◆ **EXERCISE TASK**: From the listing that follows, extract every line and set it down unaltered.

◆ **SUPPLIED DATA**:
- - - -
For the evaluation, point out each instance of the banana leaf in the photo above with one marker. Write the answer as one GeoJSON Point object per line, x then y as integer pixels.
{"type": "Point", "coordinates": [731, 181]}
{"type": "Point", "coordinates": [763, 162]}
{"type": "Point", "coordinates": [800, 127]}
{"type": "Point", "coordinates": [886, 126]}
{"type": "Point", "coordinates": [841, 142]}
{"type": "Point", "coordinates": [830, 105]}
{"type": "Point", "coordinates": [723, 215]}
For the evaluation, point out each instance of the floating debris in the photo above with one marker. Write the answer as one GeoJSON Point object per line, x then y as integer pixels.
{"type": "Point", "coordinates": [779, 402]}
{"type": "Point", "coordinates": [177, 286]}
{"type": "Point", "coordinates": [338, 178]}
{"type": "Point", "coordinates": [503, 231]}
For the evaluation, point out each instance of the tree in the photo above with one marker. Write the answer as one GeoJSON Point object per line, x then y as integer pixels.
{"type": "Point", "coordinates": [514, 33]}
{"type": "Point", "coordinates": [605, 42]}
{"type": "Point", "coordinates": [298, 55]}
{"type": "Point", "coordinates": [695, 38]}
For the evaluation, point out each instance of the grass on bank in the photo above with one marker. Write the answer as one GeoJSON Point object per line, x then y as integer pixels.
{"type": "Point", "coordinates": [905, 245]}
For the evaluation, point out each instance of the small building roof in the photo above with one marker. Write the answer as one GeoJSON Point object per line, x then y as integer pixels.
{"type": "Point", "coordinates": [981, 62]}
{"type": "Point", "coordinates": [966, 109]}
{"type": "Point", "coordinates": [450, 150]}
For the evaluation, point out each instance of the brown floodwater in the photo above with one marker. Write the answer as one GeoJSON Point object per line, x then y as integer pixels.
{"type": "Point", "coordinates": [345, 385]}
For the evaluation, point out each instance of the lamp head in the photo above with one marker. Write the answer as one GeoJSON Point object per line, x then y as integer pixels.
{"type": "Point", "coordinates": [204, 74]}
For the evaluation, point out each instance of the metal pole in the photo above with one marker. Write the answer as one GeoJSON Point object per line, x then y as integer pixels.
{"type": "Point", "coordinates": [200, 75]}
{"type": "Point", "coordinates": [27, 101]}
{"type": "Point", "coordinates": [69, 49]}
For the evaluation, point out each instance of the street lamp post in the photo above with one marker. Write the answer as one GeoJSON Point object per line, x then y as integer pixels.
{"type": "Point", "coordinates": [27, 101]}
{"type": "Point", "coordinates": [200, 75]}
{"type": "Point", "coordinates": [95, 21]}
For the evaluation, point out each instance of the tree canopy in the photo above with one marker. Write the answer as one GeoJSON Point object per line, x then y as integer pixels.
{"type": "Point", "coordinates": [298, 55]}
- - - -
◆ **SOLUTION TO THIS PROBLEM**:
For the evaluation, point out each instance of the banana leaf in the photo above with one marker. Write the answer as one GeoJSON Point object per line, x then y as integer pixels.
{"type": "Point", "coordinates": [731, 181]}
{"type": "Point", "coordinates": [763, 162]}
{"type": "Point", "coordinates": [800, 127]}
{"type": "Point", "coordinates": [886, 126]}
{"type": "Point", "coordinates": [841, 142]}
{"type": "Point", "coordinates": [830, 105]}
{"type": "Point", "coordinates": [723, 215]}
For the evaluation, point out each instance of the floating debris in the photo above with one marker. Write the answer as one GeoJSON Point object per line, x then y as integer pixels.
{"type": "Point", "coordinates": [779, 402]}
{"type": "Point", "coordinates": [177, 286]}
{"type": "Point", "coordinates": [338, 178]}
{"type": "Point", "coordinates": [503, 231]}
For the evaluation, point out each instance of the tree in the photo above with one marker. Write the answer as one GeoJSON Point object per line, x then y as integer pixels.
{"type": "Point", "coordinates": [514, 33]}
{"type": "Point", "coordinates": [605, 42]}
{"type": "Point", "coordinates": [298, 55]}
{"type": "Point", "coordinates": [695, 38]}
For the evaluation, point out each instance of the grass on bank in the photo above with one marker. Write the answer as one GeoJSON Point object per line, x then y as integer pixels.
{"type": "Point", "coordinates": [905, 245]}
For the evaluation, point out each instance of the small building roof in the photo above with one marker. Write the answer as one GeoJSON Point object per line, x then y as integer pixels.
{"type": "Point", "coordinates": [981, 62]}
{"type": "Point", "coordinates": [966, 109]}
{"type": "Point", "coordinates": [450, 150]}
For the evaluation, point out each instance of the brown floodwater in the photo above with one marker. Write the answer as one GeoJSON Point object per line, x then y as integer pixels.
{"type": "Point", "coordinates": [345, 385]}
For the evaluation, point out each instance of the lamp head in the photo above with one marker. Write the answer as one GeoJSON Point object per line, x then y as integer pixels.
{"type": "Point", "coordinates": [204, 74]}
For the evaluation, point out each instance of the metal pole in the photo above with one marker. Write the answer as one GeoJSON Point object per line, x then y as integer pixels.
{"type": "Point", "coordinates": [200, 75]}
{"type": "Point", "coordinates": [27, 101]}
{"type": "Point", "coordinates": [69, 49]}
For the evaluation, point out each instance of the street lamp post in the photo above with one marker. Write the answer as one GeoJSON Point object per line, x then y as integer pixels.
{"type": "Point", "coordinates": [27, 101]}
{"type": "Point", "coordinates": [200, 75]}
{"type": "Point", "coordinates": [95, 21]}
For the evaluation, point out each instance of the tree canopy in the photo above with one marker. Write the answer as one GeoJSON Point object per line, x then y as integer pixels.
{"type": "Point", "coordinates": [298, 55]}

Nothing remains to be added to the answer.